#### Provided text
========================================
Friday, March 13, 2015

Once in a Lifetime PI Day Saturday

Saturday is PI day.  It's a very special PI day because it corresponds to the exact date:


If you continue the date to include the hour, minutes and seconds, it would read:

3-14-15  9:26:53

Check out the commemorative PI t-shirt.  

This is all great but why is PI so important?  Its a day to teach kids math by making it fun. Your kids might have PI day activities planned at school today (Friday).

I'm sure back in 1737 when Leonard Euler first used the symbol π, he never envisioned the fascination with π that developed since.  There are t-shirts, π plates (yes, I have two), π mugs...and on and on. Novelty websites have just about every π trinket you can think of!

What is PI " π"?

PI is the number that represents the ration of a circle's circumference to its diameter.
========================================
#### Record set

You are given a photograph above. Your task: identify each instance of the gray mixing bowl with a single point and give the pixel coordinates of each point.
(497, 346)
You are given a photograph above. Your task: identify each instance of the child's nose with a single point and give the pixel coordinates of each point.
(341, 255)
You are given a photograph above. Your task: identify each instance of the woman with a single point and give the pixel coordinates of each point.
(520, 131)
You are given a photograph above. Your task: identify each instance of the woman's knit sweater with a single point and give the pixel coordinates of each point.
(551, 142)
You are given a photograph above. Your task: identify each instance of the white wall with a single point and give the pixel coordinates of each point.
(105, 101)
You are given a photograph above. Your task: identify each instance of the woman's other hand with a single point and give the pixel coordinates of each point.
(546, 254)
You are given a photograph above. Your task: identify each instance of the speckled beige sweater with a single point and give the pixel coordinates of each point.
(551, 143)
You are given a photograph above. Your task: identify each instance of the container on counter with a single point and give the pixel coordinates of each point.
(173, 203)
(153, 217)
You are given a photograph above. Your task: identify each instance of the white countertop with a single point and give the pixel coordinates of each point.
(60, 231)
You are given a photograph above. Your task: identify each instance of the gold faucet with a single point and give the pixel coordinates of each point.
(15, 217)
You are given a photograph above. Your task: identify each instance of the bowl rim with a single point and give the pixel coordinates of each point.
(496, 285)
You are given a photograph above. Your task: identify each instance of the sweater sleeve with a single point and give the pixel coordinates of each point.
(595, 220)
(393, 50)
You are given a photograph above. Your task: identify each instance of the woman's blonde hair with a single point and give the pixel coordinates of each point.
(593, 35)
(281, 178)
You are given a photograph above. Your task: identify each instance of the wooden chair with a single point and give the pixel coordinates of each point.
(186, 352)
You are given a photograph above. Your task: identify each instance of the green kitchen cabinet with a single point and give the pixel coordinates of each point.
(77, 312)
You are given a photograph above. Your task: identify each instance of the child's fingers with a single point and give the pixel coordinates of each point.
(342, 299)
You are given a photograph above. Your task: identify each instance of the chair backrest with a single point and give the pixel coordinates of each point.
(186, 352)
========================================
#### Exercise task
Reproduce the part of the Pi Day post from "Check out the" up to and including "school today (Friday).".

#### The reply
Check out the commemorative PI t-shirt.  

This is all great but why is PI so important?  Its a day to teach kids math by making it fun. Your kids might have PI day activities planned at school today (Friday).